_Exercise task_: Rewrite every line of the entries below as a numbered list, omitting the blank lines.

Contour annotation entries
━━━━━━━━━━━━━━━━
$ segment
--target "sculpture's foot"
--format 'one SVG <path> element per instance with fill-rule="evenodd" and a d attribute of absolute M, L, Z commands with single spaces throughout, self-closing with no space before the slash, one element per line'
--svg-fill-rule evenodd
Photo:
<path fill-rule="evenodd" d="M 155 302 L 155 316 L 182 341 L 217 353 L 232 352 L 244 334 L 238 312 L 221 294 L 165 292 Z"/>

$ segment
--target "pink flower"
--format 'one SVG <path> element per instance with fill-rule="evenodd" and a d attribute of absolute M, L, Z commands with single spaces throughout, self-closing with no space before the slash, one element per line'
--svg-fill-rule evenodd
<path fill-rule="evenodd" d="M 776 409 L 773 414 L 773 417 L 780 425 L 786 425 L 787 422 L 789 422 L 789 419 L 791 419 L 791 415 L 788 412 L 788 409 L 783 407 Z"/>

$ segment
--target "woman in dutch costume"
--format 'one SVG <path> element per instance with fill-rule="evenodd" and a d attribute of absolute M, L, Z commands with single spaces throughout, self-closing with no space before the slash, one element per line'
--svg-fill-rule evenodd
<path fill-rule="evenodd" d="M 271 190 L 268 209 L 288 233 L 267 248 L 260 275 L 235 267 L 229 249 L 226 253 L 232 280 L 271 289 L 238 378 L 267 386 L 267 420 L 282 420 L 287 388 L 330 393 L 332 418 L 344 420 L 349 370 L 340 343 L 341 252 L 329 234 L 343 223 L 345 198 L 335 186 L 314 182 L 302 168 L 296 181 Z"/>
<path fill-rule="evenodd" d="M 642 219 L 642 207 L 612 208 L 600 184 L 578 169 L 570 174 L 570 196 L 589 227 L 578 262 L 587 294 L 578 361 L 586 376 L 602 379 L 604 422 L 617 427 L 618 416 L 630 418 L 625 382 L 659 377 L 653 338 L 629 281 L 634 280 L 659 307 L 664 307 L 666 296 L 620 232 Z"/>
━━━━━━━━━━━━━━━━
_Exercise result_:
1. $ segment
2. --target "sculpture's foot"
3. --format 'one SVG <path> element per instance with fill-rule="evenodd" and a d attribute of absolute M, L, Z commands with single spaces throughout, self-closing with no space before the slash, one element per line'
4. --svg-fill-rule evenodd
5. Photo:
6. <path fill-rule="evenodd" d="M 155 302 L 155 316 L 182 341 L 217 353 L 232 352 L 244 334 L 238 312 L 221 294 L 165 292 Z"/>
7. $ segment
8. --target "pink flower"
9. --format 'one SVG <path> element per instance with fill-rule="evenodd" and a d attribute of absolute M, L, Z commands with single spaces throughout, self-closing with no space before the slash, one element per line'
10. --svg-fill-rule evenodd
11. <path fill-rule="evenodd" d="M 776 409 L 773 414 L 773 417 L 780 425 L 786 425 L 787 422 L 789 422 L 789 419 L 791 419 L 791 415 L 788 412 L 788 409 L 783 407 Z"/>
12. $ segment
13. --target "woman in dutch costume"
14. --format 'one SVG <path> element per instance with fill-rule="evenodd" and a d attribute of absolute M, L, Z commands with single spaces throughout, self-closing with no space before the slash, one element per line'
15. --svg-fill-rule evenodd
16. <path fill-rule="evenodd" d="M 271 190 L 268 209 L 288 233 L 267 248 L 260 275 L 235 267 L 229 249 L 226 253 L 232 280 L 271 289 L 238 378 L 267 386 L 267 420 L 282 420 L 287 388 L 330 393 L 332 418 L 344 420 L 349 370 L 340 343 L 341 252 L 329 234 L 343 223 L 345 198 L 335 186 L 314 182 L 302 168 L 296 181 Z"/>
17. <path fill-rule="evenodd" d="M 642 219 L 642 207 L 612 208 L 600 184 L 578 169 L 570 174 L 570 196 L 589 227 L 578 262 L 587 294 L 578 361 L 586 376 L 602 379 L 604 422 L 617 427 L 618 416 L 630 418 L 625 382 L 659 377 L 653 338 L 629 281 L 634 280 L 659 307 L 664 307 L 666 296 L 620 232 Z"/>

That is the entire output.